▶ Source text
## begin

Hello,
I am working on an image segmentation task. There are two folders, “inputs” and “masks”, which both contain the corresponding pairs of the dataset (i.e., input/ipt_xy.npy corresponds to masks/msk_xy.npy).
My dataset class looks like this:
class DatasetBlaBla(Dataset):
def __init__(self, root_path, ipt, tgt, transform=None):
super(DatasetBlaBla, self).__init__()
self.root_path = root_path
self.ipt = ipt
self.tgt = tgt
self.transform = transform
def __len__(self):
l1 = os.listdir(os.path.join(self.root_path, self.ipt))
l2 = os.listdir(os.path.join(self.root_path, self.tgt))
number_files_inp = len(l1)
number_files_tgt = len(l2)
if number_files_inp == number_files_tgt:
return number_files_inp
def __getitem__(self, idx):
img_path_input_patch = os.path.join(self.root_path, self.ipt, f"ipt_{idx}.npy")
img_path_tgt_patch = os.path.join(self.root_path, self.tgt, f"tgt_{idx}.npy")
input_patch = np.load(img_path_input_patch)
tgt_patch = np.load(img_path_tgt_patch)
if self.transform:
input_patch = self.transform(input_patch)
tgt_patch = self.transform(tgt_patch)
return input_patch, tgt_patch
When creating the dataset, one instance is created, which I then split into train/val/test using:
train_set, val_set, test_set = torch.utils.data.random_split(dataset, [train_size, val_size, test_size])
Finally, we come to the question:
What are best practices, in this case, to apply transformations on the train_set only?
I have looked through the forum and found a variety of approaches; however, I still wondered whether there is a distinct best practice for my use case. Also, I do not want to split the folders into train/val/test subfolders because the reshuffling will be an issue with my amount of data.
Thank you for your help,
Cheers

## end

▶ Problem to work on
Quote the forum post on dataset transforms word for word, from "return input_patch, tgt_patch" to "the train_set only?". The lines further down come from a different source than the forum post.

▶ Entries supplied
## begin

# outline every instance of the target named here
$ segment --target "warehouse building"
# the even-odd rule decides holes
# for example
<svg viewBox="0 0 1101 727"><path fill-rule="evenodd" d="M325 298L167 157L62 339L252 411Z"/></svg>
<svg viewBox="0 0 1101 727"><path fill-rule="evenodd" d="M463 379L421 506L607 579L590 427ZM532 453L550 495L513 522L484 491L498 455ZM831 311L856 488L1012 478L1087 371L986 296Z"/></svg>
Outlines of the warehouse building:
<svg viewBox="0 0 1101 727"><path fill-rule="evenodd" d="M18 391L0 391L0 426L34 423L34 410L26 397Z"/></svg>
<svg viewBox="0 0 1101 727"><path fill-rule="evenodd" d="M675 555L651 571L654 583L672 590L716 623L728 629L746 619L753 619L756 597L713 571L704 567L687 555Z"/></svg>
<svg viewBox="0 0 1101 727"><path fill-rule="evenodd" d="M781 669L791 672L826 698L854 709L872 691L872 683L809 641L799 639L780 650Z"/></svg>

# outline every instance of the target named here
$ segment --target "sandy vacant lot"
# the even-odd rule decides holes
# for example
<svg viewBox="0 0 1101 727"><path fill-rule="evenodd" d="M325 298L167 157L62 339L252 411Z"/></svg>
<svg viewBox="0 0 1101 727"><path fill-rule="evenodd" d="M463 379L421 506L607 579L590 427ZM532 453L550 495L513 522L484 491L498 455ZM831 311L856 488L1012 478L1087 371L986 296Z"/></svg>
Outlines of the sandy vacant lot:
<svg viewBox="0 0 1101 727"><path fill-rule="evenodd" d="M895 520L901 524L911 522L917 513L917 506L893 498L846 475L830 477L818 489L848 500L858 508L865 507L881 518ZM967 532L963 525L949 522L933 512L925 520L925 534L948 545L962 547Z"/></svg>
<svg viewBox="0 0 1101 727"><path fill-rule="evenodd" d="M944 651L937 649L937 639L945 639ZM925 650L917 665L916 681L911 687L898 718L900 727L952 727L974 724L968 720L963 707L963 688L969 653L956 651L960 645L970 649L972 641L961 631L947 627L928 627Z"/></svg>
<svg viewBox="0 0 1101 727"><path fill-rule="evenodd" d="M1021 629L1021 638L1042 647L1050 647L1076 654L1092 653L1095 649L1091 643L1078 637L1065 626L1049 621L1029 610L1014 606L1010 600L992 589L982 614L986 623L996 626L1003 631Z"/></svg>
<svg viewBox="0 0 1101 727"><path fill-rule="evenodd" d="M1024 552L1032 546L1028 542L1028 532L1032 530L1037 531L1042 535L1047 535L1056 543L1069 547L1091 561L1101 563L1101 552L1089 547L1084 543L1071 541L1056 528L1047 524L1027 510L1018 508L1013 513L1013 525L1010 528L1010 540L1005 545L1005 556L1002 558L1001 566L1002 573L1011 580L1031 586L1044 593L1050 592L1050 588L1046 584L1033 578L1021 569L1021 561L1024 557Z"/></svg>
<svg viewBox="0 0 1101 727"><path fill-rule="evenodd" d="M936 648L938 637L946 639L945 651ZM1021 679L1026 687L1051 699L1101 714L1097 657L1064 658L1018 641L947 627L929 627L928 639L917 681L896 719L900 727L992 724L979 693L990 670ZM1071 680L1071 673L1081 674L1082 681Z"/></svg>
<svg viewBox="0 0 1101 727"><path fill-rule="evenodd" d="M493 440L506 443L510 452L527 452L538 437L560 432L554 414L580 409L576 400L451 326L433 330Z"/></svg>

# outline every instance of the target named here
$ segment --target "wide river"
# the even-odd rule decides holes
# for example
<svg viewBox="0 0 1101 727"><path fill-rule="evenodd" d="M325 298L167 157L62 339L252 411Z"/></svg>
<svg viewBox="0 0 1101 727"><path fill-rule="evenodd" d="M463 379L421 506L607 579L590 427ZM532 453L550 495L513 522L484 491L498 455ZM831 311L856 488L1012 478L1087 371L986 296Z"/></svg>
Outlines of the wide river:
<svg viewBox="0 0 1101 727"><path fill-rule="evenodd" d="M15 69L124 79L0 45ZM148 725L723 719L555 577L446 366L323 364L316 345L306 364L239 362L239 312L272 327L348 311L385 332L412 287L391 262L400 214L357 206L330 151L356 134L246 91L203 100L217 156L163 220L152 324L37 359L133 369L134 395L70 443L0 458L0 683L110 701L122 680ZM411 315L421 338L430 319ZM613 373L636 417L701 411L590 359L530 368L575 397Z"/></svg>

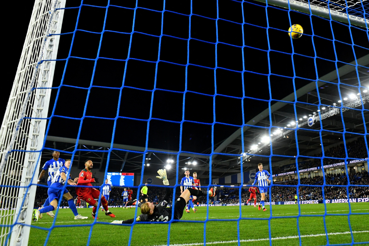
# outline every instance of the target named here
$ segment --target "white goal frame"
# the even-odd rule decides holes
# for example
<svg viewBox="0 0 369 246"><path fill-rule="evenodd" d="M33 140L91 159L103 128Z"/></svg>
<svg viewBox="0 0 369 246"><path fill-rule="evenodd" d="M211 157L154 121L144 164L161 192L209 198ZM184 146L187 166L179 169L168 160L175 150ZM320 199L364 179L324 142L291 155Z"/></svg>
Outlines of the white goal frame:
<svg viewBox="0 0 369 246"><path fill-rule="evenodd" d="M351 25L368 28L369 27L369 11L365 13L365 18L357 16L353 14L350 8L353 7L362 8L363 2L368 0L255 0L265 3L268 1L268 4L275 5L302 12L311 14L327 19L349 23ZM345 1L345 4L339 3L339 1ZM347 10L346 13L346 9ZM293 23L292 23L293 24Z"/></svg>
<svg viewBox="0 0 369 246"><path fill-rule="evenodd" d="M28 244L65 5L35 0L0 129L2 245Z"/></svg>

## end

▶ Full response
return input_patch, tgt_patch
When creating the dataset, one instance is created, which I then split into train/val/test using:
train_set, val_set, test_set = torch.utils.data.random_split(dataset, [train_size, val_size, test_size])
Finally, we come to the question:
What are best practices, in this case, to apply transformations on the train_set only?